▶ **抜粋テキスト**
=======
ヤングキングで連載していた高橋ヒロシによる漫画『QP(キューピー)』の最終巻8巻の最終回(最終話)を含めた感想ネタバレまとめです。結末(ラスト)はいかに!?
喧嘩や抗争に明け暮れる青春を卒業した男、伝説の大不良・ケンカ無敵のキューピーこと石田小鳥。暴力と抗争の世界へ踏み込んでいく石田の親友であった我妻涼。そして2人を取り巻く男達……。彼らの生き様を描く、魂にまで響く重厚かつ鮮烈な物語!
本編あらすじ
小鳥の存在に気づき冷静さを欠いている涼。ジェリーから声の主を聞かれると「あいつはこんな殺し合いの場にいちゃいけない男なんだ…」と動揺する。落ち着く暇もなく涼たちがいる場所に殺し屋集団SMOKE-Sがマシンガンで追い打ちをかけてくる。
マシンガンの音を聞いた小鳥は再びショッカーのマスクを被り、負傷したトムをその場に残して涼の元へ向かう。トムは、手ブラで行ったら殺されに行くようなものだとアドバイスするも「ランパブ行かずして死ねるかい!」と返事をして何も武器を持たず向かう。
一方、マシンガンの弾も尽きたことでナイフで相手を殺そうとする涼だが、相手のナイフ術の腕が一枚上手で苦戦する。不利を悟った涼はナイフをしまい、上着を脱いでナイフ対策をし、その場に落ちていた尖った鉄パイプを手にする。
撃たれて負傷しているジェリーを助け再び戻ろうとする小鳥。小鳥は心の中で少年院の院長先生や上田秀虎に問いかける。今回の事も見なかった事にすればよかったんだろうか?と。それは絶対に違うと考える小鳥。そして、SMOKE-Sのボスと対面した小鳥。
小鳥は「お前もナイフ持ってんだろ。最初からナイフを出せ。あとで後悔するぞ」と自信満々に告げる。お前は数十秒後に階段にぶっ飛ばして転げ落ちると宣言。お互い素手同士で始まった攻防。攻撃をバク転で躱し、その巨体に似合わない素早い動きを見せる小鳥。
頭突きを一発もらった時点で相手のボスも「こいつバケモンだ」と小鳥の桁外れの身体能力に気づき、ナイフを手にするが「今頃出しても遅いんじゃ!」と、ドロップキックでボスを予告通りに階段下へとぶっ飛ばしたのだった。チ〇ポの毛が生えるあたりからやり直せアホ!
ボスを倒して涼の元へ急ぎ向かった小鳥だが、すでに涼も鉄パイプを胸に突き刺して倒していた。相手を殺し佇む涼の形相が自分の知っている涼と違いすぎて思わず「リョウだよな…」と問いただしてしまう。親友だった二人は最悪に近い再会…。
=======
(データセットの項目)

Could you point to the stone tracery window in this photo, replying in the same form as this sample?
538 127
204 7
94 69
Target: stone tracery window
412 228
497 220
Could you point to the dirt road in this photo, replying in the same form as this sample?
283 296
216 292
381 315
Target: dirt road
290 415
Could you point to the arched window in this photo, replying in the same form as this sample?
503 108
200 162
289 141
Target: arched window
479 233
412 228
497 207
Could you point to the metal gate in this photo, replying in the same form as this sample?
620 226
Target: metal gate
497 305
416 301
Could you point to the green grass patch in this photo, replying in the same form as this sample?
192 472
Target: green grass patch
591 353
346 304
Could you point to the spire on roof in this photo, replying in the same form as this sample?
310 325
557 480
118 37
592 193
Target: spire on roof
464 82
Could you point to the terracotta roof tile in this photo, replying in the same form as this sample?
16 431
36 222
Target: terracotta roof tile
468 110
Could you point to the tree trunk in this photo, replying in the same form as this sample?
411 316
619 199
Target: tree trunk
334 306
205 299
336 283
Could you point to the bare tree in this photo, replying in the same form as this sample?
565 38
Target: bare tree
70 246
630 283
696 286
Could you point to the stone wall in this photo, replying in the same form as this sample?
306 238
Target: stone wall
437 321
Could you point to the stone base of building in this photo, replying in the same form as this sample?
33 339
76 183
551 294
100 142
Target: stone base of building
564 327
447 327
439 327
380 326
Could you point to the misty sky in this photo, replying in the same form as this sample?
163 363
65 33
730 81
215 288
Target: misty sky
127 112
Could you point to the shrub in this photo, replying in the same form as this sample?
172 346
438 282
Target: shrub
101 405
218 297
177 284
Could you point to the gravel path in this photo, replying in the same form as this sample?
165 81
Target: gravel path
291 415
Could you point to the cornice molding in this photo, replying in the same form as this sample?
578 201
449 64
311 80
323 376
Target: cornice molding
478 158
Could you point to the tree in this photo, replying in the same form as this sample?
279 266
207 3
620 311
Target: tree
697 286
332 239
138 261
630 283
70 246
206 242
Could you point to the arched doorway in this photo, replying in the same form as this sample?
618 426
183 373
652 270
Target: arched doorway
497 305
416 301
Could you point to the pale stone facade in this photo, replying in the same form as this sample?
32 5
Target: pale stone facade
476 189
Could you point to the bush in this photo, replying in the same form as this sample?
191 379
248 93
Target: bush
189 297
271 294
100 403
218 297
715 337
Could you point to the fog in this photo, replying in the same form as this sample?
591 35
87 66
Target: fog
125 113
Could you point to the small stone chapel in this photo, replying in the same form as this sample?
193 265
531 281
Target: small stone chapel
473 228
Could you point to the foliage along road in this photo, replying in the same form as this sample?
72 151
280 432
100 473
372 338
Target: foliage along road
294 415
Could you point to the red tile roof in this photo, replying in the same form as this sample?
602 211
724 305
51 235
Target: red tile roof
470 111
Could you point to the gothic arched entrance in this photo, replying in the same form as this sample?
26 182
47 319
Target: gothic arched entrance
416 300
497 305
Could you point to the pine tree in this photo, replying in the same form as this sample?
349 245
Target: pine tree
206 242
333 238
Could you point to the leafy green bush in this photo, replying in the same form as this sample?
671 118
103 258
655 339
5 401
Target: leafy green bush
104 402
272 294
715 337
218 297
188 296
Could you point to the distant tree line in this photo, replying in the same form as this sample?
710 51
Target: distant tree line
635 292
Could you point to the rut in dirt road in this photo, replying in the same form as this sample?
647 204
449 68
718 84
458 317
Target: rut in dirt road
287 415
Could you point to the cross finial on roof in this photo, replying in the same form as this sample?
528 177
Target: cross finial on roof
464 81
=======
▶ **やること**
1. 『QP』の感想記事について、次の問いに答えてください。
(a) 小鳥がトムを残して涼の元へ向かう際に被ったものは何ですか。
(b) 涼が上着を脱いだあとに手にしたものは何ですか。
(c) 小鳥はどのような技でボスを階段下へぶっ飛ばしましたか。
2. 『QP』の感想記事のうち、「ヤングキングで連載していた高」を含む語句で始まり「ない素早い動きを見せる小鳥。」で終わる部分を、一字も変えずに返してください。

▶ **解答**
1.
(a) ショッカーのマスクです。
(b) その場に落ちていた尖った鉄パイプです。
(c) ドロップキックです。

2.
ヤングキングで連載していた高橋ヒロシによる漫画『QP(キューピー)』の最終巻8巻の最終回(最終話)を含めた感想ネタバレまとめです。結末(ラスト)はいかに!?
喧嘩や抗争に明け暮れる青春を卒業した男、伝説の大不良・ケンカ無敵のキューピーこと石田小鳥。暴力と抗争の世界へ踏み込んでいく石田の親友であった我妻涼。そして2人を取り巻く男達……。彼らの生き様を描く、魂にまで響く重厚かつ鮮烈な物語!
本編あらすじ
小鳥の存在に気づき冷静さを欠いている涼。ジェリーから声の主を聞かれると「あいつはこんな殺し合いの場にいちゃいけない男なんだ…」と動揺する。落ち着く暇もなく涼たちがいる場所に殺し屋集団SMOKE-Sがマシンガンで追い打ちをかけてくる。
マシンガンの音を聞いた小鳥は再びショッカーのマスクを被り、負傷したトムをその場に残して涼の元へ向かう。トムは、手ブラで行ったら殺されに行くようなものだとアドバイスするも「ランパブ行かずして死ねるかい!」と返事をして何も武器を持たず向かう。
一方、マシンガンの弾も尽きたことでナイフで相手を殺そうとする涼だが、相手のナイフ術の腕が一枚上手で苦戦する。不利を悟った涼はナイフをしまい、上着を脱いでナイフ対策をし、その場に落ちていた尖った鉄パイプを手にする。
撃たれて負傷しているジェリーを助け再び戻ろうとする小鳥。小鳥は心の中で少年院の院長先生や上田秀虎に問いかける。今回の事も見なかった事にすればよかったんだろうか?と。それは絶対に違うと考える小鳥。そして、SMOKE-Sのボスと対面した小鳥。
小鳥は「お前もナイフ持ってんだろ。最初からナイフを出せ。あとで後悔するぞ」と自信満々に告げる。お前は数十秒後に階段にぶっ飛ばして転げ落ちると宣言。お互い素手同士で始まった攻防。攻撃をバク転で躱し、その巨体に似合わない素早い動きを見せる小鳥。